### Instructions to follow
In the entries below, find the line containing "point | a marker on each instance of the gray beard" and the line containing "target | neck". Copy those two lines and everything between them exactly, and only that.

### Excerpted data
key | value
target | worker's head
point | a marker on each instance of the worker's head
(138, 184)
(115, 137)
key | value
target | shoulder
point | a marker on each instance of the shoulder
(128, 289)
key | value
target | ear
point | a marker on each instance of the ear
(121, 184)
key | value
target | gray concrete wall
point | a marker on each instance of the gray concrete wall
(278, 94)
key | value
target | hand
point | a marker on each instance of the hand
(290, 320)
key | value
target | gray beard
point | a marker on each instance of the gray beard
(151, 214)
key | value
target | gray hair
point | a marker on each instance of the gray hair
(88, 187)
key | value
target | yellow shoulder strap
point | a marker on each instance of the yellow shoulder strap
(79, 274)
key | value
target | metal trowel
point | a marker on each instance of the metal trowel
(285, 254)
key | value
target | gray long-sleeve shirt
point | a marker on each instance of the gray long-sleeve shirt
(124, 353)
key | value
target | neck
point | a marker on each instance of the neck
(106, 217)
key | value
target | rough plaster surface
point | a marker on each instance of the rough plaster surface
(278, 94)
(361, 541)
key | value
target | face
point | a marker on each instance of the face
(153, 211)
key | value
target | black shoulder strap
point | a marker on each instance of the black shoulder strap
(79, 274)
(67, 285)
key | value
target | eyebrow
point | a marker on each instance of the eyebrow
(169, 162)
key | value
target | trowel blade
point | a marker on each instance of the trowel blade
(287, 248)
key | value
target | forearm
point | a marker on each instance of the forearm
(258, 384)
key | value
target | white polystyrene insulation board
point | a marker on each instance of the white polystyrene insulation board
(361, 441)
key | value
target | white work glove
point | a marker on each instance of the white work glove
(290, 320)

### Solution to this exercise
point | a marker on each instance of the gray beard
(151, 214)
key | value
target | gray hair
point | a marker on each instance of the gray hair
(88, 187)
key | value
target | yellow shoulder strap
point | a marker on each instance of the yellow shoulder strap
(79, 274)
key | value
target | metal trowel
point | a marker on each instance of the metal trowel
(285, 254)
key | value
target | gray long-sleeve shirt
point | a marker on each instance of the gray long-sleeve shirt
(124, 353)
key | value
target | neck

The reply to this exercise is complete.